● Source text:
+ + + + +

In the past lesson, you learned about Machine Learning pipelines and how to implement a typical Machine Learning pipeline in Scikit-learn. The current lesson does not present any new content, it is only intended to put to work the knowledge you acquired in the previous lessons, while constructing a solution to a real world problem based on Machine Learning pipelines implemented with Scikit-learn.

We recommend you follow the process exemplified in the previous lesson "Machine Learning Pipelines", which consists of 8 clearly defined phases. If you get stuck at any point, you can always go back to the lesson "Machine Learning Pipelines" and re-read the material presented there on the particular phase where you got stuck. Everything you need to know to succeed in this Guided Project has already been presented on the previous lesson, so going back to review the material presented there is always a good idea.

In the previous lessons you "learned by being told", the current Guided Project is a great complement to that because now you "learn by doing." In this Guided Project, you are asked to choose a challenging Machine Learning problem that motivates you, to devise a Machine Learning solution following the phases presented in the previous lesson "Machine Learning Pipelines," and to implement the solution in Python using the Scikit-learn libraries. Next, we present the requirements your application must comply with.

External Interface Requirements

  1. Input requirement: capacity to read a dataset stored on disk.
  2. Output requirement: capacity to save a Machine Learning pipeline to a file.
  3. Output requirement: capacity to output the estimations of a Machine Learning pipeline for a variety of problem instances.

Functional Requirements

  1. Reading external dataset from file.
  2. Creation of a Machine Learning pipeline containing a minimum of 2 steps.
  3. Training of Machine Learning pipeline.
  4. Evaluation of Machine Learning pipeline using cross validation.
  5. Saving the Machine Learning pipeline to a file on disk.
  6. Loading a Machine Learning pipeline from a file on disk.
  7. Classiying new problem instances with the Machine Learning pipeline read from file.

+ + + + +

● Data for this task:
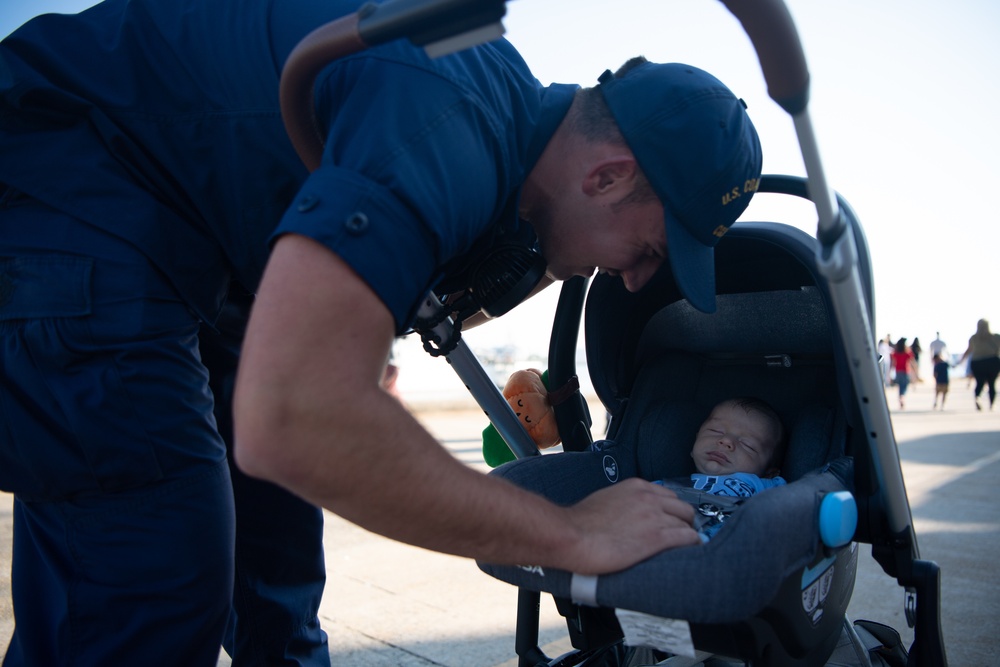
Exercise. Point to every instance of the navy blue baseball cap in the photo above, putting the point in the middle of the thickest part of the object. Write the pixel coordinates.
(697, 147)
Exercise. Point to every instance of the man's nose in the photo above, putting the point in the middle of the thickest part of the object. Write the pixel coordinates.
(635, 279)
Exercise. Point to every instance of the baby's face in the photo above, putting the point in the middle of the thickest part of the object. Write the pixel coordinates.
(733, 440)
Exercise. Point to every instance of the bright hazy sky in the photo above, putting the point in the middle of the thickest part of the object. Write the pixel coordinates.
(905, 101)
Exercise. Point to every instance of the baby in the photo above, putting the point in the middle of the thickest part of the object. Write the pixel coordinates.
(736, 452)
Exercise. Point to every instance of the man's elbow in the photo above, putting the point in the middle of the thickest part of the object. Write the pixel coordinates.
(256, 442)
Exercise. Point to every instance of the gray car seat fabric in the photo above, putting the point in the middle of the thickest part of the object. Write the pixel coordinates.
(687, 362)
(772, 536)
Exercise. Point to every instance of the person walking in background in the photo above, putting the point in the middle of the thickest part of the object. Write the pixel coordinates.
(984, 360)
(938, 347)
(916, 348)
(902, 362)
(940, 379)
(885, 355)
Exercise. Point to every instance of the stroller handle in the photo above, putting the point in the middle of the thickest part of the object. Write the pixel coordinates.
(770, 28)
(440, 26)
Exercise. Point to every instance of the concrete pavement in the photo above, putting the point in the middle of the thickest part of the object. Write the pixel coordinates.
(389, 604)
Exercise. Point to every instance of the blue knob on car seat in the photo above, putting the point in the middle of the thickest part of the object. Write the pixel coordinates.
(838, 518)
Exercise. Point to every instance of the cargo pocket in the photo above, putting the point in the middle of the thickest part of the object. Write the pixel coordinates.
(68, 425)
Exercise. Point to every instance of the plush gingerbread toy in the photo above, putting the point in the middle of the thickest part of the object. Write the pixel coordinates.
(528, 397)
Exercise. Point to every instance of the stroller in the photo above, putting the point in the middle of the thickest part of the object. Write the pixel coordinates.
(794, 327)
(772, 588)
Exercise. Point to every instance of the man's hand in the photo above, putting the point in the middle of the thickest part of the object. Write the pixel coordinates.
(627, 523)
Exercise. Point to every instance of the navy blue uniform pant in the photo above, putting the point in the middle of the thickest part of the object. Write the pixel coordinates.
(129, 547)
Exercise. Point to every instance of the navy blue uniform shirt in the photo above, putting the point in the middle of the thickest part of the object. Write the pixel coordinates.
(158, 121)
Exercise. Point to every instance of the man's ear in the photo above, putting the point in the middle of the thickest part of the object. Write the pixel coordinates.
(609, 174)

+ + + + +

● Set of tasks:
1/ Output everything in the guided project description from "In the previous lessons you" down to "pipeline to a file.", copied word for word.
2/ Find each line in the listing that contains the string "baby" with the same capitalization, and copy those lines.
The guided project description and the listing come from unrelated sources.

● Outputs by task:
1/
In the previous lessons you "learned by being told", the current Guided Project is a great complement to that because now you "learn by doing." In this Guided Project, you are asked to choose a challenging Machine Learning problem that motivates you, to devise a Machine Learning solution following the phases presented in the previous lesson "Machine Learning Pipelines," and to implement the solution in Python using the Scikit-learn libraries. Next, we present the requirements your application must comply with.

External Interface Requirements

  1. Input requirement: capacity to read a dataset stored on disk.
  2. Output requirement: capacity to save a Machine Learning pipeline to a file.

2/
Exercise. Point to every instance of the baby's face in the photo above, putting the point in the middle of the thickest part of the object. Write the pixel coordinates.
Exercise. Point to every instance of the baby in the photo above, putting the point in the middle of the thickest part of the object. Write the pixel coordinates.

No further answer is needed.